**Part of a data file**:
---------------

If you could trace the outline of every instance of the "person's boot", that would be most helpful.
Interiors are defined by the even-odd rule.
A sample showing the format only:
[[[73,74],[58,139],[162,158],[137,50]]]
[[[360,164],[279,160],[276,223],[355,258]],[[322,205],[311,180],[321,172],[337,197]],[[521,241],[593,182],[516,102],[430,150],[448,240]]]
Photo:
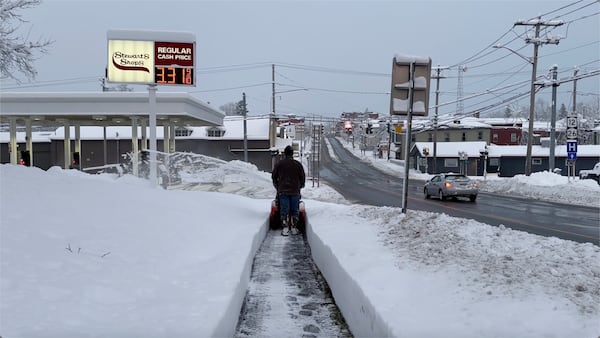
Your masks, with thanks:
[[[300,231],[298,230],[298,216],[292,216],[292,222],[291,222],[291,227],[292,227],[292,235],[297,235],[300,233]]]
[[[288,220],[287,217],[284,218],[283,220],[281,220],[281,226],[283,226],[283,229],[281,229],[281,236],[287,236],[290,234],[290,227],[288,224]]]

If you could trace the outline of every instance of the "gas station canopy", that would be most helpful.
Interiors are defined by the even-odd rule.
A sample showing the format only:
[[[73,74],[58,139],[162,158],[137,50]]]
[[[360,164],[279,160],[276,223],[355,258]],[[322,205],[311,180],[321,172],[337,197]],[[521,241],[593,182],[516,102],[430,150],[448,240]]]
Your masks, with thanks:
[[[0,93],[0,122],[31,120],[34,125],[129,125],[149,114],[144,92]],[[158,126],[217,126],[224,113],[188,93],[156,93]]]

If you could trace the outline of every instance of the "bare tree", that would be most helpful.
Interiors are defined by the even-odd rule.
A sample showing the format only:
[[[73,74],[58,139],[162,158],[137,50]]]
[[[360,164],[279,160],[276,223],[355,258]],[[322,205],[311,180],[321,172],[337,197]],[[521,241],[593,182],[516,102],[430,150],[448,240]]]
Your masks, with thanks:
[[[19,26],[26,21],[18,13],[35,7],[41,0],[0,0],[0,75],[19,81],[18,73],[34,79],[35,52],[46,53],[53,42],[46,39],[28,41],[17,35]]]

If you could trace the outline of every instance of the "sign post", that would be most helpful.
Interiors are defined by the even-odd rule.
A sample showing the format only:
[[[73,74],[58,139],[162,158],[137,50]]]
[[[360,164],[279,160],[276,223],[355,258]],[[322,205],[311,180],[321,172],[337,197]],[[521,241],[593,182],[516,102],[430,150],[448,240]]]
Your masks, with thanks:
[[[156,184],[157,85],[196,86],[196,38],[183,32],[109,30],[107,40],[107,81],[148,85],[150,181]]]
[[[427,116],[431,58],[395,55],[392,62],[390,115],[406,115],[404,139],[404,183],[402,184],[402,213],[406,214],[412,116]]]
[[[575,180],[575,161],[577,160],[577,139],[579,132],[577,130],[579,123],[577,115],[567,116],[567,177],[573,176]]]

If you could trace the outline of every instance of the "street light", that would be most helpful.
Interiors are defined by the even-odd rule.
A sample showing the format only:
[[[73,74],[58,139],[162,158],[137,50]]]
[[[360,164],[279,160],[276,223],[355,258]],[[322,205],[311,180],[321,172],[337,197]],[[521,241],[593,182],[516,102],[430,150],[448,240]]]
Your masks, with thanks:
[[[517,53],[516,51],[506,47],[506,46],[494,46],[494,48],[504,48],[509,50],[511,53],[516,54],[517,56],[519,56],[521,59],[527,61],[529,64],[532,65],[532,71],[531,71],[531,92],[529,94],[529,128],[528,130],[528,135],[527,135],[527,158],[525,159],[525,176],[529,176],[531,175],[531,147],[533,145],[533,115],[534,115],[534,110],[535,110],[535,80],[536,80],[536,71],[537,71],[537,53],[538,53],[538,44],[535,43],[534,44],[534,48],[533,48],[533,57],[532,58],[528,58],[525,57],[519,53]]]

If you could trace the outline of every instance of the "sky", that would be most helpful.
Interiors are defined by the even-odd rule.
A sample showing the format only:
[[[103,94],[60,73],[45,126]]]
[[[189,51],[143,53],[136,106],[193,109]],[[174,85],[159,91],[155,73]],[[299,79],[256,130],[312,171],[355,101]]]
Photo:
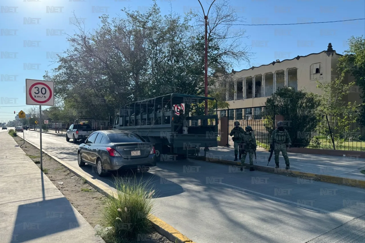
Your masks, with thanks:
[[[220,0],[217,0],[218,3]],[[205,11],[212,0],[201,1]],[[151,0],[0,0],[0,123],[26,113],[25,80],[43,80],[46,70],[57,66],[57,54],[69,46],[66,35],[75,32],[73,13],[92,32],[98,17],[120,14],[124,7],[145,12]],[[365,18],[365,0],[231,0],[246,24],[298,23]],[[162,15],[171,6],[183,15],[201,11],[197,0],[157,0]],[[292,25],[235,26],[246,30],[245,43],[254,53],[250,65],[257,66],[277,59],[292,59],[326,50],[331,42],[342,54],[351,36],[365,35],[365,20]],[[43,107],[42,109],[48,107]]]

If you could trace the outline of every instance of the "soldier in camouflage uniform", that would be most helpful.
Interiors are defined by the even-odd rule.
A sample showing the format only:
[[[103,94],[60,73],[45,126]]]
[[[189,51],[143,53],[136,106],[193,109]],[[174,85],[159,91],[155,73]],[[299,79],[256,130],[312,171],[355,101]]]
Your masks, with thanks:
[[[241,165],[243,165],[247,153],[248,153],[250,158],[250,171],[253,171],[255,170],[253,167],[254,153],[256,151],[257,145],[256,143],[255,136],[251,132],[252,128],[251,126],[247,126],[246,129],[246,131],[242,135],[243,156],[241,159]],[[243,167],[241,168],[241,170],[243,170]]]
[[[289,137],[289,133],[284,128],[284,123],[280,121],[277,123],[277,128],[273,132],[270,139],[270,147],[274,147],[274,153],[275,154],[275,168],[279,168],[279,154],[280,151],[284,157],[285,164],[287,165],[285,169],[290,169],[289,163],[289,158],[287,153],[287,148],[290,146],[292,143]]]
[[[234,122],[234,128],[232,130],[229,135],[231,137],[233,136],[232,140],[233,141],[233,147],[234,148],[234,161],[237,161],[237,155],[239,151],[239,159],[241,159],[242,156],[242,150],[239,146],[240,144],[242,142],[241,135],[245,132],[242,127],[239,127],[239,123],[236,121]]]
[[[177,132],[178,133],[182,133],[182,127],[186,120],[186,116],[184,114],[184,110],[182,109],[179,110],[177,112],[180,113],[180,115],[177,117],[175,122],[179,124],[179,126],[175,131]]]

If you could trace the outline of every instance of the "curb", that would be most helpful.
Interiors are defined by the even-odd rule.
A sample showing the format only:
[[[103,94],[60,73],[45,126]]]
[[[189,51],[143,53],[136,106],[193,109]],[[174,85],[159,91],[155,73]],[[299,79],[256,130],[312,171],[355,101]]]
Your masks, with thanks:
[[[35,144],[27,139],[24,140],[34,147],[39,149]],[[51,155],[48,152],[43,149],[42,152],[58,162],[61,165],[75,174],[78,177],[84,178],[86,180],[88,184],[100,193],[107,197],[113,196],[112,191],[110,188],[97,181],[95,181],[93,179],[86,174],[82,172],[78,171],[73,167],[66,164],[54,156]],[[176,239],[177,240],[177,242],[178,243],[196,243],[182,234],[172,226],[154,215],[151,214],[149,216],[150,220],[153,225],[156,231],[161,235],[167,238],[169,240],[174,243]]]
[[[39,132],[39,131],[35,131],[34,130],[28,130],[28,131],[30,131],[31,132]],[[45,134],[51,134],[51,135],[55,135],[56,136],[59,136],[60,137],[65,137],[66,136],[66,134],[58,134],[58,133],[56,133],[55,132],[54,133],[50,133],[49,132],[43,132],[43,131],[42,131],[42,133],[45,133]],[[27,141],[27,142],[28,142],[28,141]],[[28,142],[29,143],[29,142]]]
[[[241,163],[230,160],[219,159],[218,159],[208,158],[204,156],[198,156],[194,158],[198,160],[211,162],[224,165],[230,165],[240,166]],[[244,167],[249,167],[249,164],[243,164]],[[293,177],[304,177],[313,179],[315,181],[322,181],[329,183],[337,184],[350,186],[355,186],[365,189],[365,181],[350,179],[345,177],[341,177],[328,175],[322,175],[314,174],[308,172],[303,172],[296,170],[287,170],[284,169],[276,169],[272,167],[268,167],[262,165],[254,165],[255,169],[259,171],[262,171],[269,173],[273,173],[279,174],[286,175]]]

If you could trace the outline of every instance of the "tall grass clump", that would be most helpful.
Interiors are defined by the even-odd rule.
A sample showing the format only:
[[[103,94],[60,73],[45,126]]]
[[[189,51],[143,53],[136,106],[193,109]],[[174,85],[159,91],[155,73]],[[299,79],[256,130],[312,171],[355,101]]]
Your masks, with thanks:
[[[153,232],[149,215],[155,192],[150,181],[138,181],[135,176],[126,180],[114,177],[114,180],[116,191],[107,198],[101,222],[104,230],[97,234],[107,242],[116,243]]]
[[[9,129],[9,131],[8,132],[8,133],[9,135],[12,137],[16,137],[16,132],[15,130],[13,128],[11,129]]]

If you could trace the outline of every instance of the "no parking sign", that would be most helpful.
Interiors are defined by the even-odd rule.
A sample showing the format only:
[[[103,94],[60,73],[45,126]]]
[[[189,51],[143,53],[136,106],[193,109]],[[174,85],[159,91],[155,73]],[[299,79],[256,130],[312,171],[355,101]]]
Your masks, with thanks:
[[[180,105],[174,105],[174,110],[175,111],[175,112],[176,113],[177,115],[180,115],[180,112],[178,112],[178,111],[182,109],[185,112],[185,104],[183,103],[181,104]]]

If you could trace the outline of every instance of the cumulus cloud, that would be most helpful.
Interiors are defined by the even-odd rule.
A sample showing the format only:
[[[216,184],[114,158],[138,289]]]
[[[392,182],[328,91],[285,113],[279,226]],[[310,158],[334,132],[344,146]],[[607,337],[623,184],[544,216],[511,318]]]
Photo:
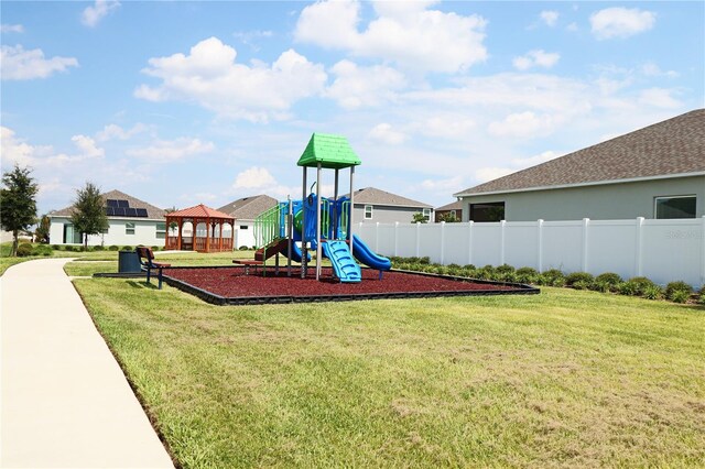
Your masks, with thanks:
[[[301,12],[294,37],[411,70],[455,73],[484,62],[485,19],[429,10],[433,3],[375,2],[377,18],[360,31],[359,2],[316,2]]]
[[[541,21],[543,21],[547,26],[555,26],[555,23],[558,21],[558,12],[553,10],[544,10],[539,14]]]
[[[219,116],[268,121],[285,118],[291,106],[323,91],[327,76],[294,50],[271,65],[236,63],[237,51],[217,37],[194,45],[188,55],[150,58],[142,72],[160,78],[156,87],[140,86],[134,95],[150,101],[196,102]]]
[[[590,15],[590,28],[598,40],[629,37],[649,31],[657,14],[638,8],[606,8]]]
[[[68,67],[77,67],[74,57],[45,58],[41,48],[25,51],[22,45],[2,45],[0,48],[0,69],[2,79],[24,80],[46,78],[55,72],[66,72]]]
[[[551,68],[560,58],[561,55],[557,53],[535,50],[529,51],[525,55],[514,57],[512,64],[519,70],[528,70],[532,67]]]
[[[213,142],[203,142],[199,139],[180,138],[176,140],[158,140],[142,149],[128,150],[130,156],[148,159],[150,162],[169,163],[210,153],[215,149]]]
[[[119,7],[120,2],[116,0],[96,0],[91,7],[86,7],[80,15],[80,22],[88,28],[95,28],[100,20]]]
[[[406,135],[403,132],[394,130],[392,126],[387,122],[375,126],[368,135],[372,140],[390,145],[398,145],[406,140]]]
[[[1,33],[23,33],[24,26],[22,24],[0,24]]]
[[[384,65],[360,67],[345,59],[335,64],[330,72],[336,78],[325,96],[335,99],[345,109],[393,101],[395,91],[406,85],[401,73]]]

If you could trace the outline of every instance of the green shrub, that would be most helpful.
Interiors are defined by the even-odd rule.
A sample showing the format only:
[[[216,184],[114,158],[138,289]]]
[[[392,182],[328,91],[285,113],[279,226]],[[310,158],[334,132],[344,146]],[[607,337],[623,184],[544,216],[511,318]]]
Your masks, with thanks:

---------------

**WHAT YOU NEED TO DO**: Repeat the lines of the records word for word, beginning with the line that contains "shrub, that would be most helpful." and continuing to the end of the records.

**WORKED ANSWER**:
If you could trace the outline of every instance of the green shrub, that would be most helpful.
Interiors are defined by the even-odd rule.
A sample showing the format only:
[[[216,184],[114,158],[138,289]]]
[[[392,182],[328,91],[285,113],[279,226]],[[310,158],[334,132],[344,146]],[[607,337],[623,184],[544,216],[511,318]]]
Your masks, with thanks:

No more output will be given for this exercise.